_Text section_
┌──
Since we now know that the CSME doesn’t have CP or RAC access to the XHCI Controller registers, here’s a question, does it have write access? And the answer is YES! It’s funny, while we can’t read any of the registers, we can write to them without problem (which re-confirms the assumption about CP/RAC/WAC). It’s unfortunate though that PT were mistaken when they said the CSME has a full privileged SAI to access all the devices, it’s just that its SAI agent value has broader permissions, but as we can see for Skylake, the USB controller doesn’t let the ME read any of its registers, so we can’t send commands and receive events from it. To be fair though, I think the ME does have full privileged access but I think the ME removes some of its own privileges during boot, so PT were probably right anyway. It’s unfortunately the same situation with the SATA controller too, and it might be affecting other devices as well.

How to keylog, really.

Now that we can talk to the USB controller, how can we create our keylogger? That’s of course, for Apollolake, since Skylake is challenging in a different way.

First of all, when the main CPU sets the BARs and configures the XHCI Controller’s PCI configuration space, the ME can store those values, change them so the ME is actually the one communicating with the controller and it can proxy all the commands and data back and forth between the main CPU and the controller. Basically, a Man-in-the-middle attack on the USB controller, allowing it to both monitor everything that passes through USB (including keyboard and mouse of course) and store it elsewhere (perhaps on the hard drive itself since it should be relatively easy to do the same thing with the SATA controller and control it from the ME… or it could save it in RAM and periodically send it over the network since the ME also has access to the ethernet adapter). It could also be used to emulate keystrokes, which could be fun.
└──
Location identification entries
┌──
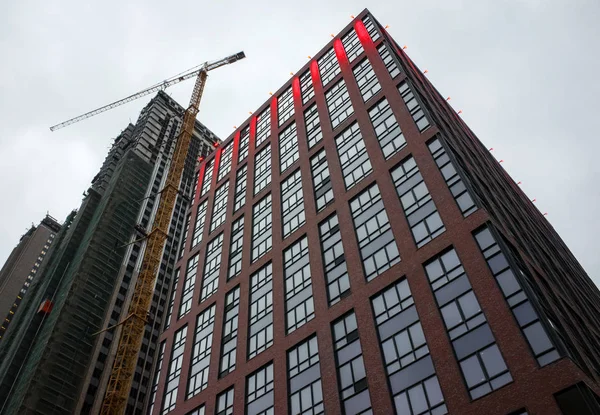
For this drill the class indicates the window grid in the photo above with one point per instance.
(288, 147)
(482, 365)
(370, 26)
(304, 378)
(413, 106)
(285, 106)
(239, 198)
(189, 282)
(208, 170)
(299, 303)
(334, 260)
(236, 247)
(366, 79)
(377, 245)
(199, 366)
(293, 215)
(260, 332)
(388, 60)
(422, 215)
(244, 144)
(172, 300)
(352, 378)
(230, 328)
(321, 181)
(199, 225)
(338, 103)
(174, 373)
(225, 402)
(262, 228)
(328, 66)
(352, 45)
(262, 169)
(259, 392)
(527, 317)
(388, 132)
(411, 374)
(263, 127)
(219, 206)
(225, 161)
(353, 155)
(212, 265)
(453, 180)
(306, 87)
(314, 134)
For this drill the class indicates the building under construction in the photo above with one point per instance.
(58, 362)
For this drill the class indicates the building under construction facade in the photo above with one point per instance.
(58, 357)
(354, 248)
(22, 266)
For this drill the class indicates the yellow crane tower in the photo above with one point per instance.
(121, 377)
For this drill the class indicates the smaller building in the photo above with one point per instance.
(22, 266)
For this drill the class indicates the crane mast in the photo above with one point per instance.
(132, 333)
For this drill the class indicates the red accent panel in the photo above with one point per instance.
(314, 72)
(340, 52)
(363, 33)
(296, 88)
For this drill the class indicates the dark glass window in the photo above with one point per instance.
(219, 206)
(230, 327)
(285, 105)
(313, 126)
(299, 303)
(212, 266)
(453, 180)
(208, 171)
(386, 128)
(225, 402)
(262, 169)
(388, 60)
(482, 365)
(366, 79)
(174, 373)
(306, 86)
(199, 225)
(378, 248)
(244, 144)
(338, 103)
(236, 247)
(304, 378)
(260, 332)
(263, 127)
(321, 180)
(334, 260)
(292, 201)
(352, 378)
(422, 215)
(259, 392)
(288, 147)
(529, 321)
(412, 378)
(352, 45)
(239, 198)
(413, 106)
(262, 228)
(189, 282)
(329, 67)
(225, 161)
(198, 377)
(353, 155)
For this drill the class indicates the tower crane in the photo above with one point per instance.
(130, 342)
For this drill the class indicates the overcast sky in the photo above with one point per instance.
(524, 73)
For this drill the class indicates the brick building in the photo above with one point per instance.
(353, 248)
└──
_Work to complete_
[A] Reproduce the stretch of the passage about the ME and the USB controller from "How to keylog, really." through "a different way.", word for word.
[B] Carry on the passage about keylogging through the USB controller, starting right after its final sentence.

_Answers per task_
[A]
How to keylog, really.

Now that we can talk to the USB controller, how can we create our keylogger? That’s of course, for Apollolake, since Skylake is challenging in a different way.

[B]
To explain that further, basically once the OS has booted, it configures the XHCI Controller on the PCI bus so that it can send commands to it though a command buffer by writing the commands to an area of the RAM, and when an event happens (data becomes available) from USB, the event is written in the RAM by the XHCI controller so the main CPU can read it though the event ring, and then it can read the data transferred to/from USB through the transfer ring.

See this image (From page 57 of Intels’ xHCI document) which shows the general architecture of the communication with the XHCI controller :

General Architecture of the XHCI Interface

As you can see the Cmd Ring, Event Ring, Transfer Ring and all the Data Buffers are in the Host Memory, and the configuration of where they are is stored in the MMIO Space that is set in the PCI configuration space.

To hijack the USB, the CSME just needs to wait for the OS to boot, then it would change the configuration from the MMIO registers that the OS has set in such a way that sending commands does not do anything anymore (since the xHCI controller isn’t looking at that Cmd Ring anymore), but instead, the CSME would be the one reading the RAM, deciding if it wants to forward the command, modify it, save information from it, etc.. then writing the same (or modified) command in the actual Cmd Ring that the xHCI controller is listening to. When an event or data is received, The CSME would copy that data over to the Event Ring or Data Ring that the OS has set up. And there you go, we have full control over the USB interface with our CSME in the middle attack!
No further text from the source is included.